Exercise objective: According to the page extract on the post-Communist Left, when did most former Communist parties return to power?

:: Page extract ::

The continuity of the elites and the discrediting of ‘Communism’ in the eyes of ordinary workers meant that no one defended or mourned the collapse of ‘workers’ states’. Such a legacy made it difficult for ‘the Left’ to re-emerge. The violent collapse of Yugoslavia in particular, with a ‘Socialist’ party, the direct successor to the Communists, running Serbia, the principal state sponsoring war in the ex-Yugoslavia, only compounded matters for any authentic and alternative ‘Left’ that could emerge. [5]

The transformation of bureaucratic state capitalism to market capitalism further complicated matters for the ‘Left’. Most former Communist parties returned to power at some point in the 1990s (earlier in the Balkans, later in the Central Eastern Europe) as social liberal parties. Most then withered as a result of their weddedness to the neo-liberal vision which triumphed in the West in the 1980s. Unlike their Western counterparts, who entered power in the late 1990s, they were most frequently unable to deliver any welfare advances on the ‘Third Way’ model. Rather, they oversaw the 1990s transformation, which causes a major human catastrophe.[6] Other parties oversaw the economic ‘upturn’ in Eastern Europe, which occurred in the 2000s on the back of errant financial capital, unleashed by the Bush administration’s deregulation of the banking sector, and reflecting decades of falling rates of profitability in world capitalism.[7]

For the social liberal successors of the Communists, this was a major blow, and their inability to revive since 2007/8 owes much to their inability to offer a credible alternative to market policies. This can be seen as a legacy of ‘post-Communism’. It was instead nationalist politics which constructed an opposition narrative built around the notion of national protection against global capitalist forces.[8] This has been partly aided by the right wing Putin regime in Russia which provided a partial regional counterbalance to the dominance of American and Western European capital, particularly since the outbreak of the world economic crisis. Russia has also sponsored certain forms of right wing extremism in the region, particularly since the Ukrainian crisis broke in 2014, in order to complicate European integration. The inability of ‘the Left’ to break through in the context of a ‘globalist vs nationalist’ political landscape is thus the result of both the legacies of Communism and post-Communism – especially the continuity of elites.

:::
:: Data lines ::

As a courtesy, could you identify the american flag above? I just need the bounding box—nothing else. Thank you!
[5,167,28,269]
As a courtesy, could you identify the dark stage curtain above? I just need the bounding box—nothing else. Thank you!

:::

Right answer: At some point in the 1990s, earlier in the Balkans and later in Central Eastern Europe.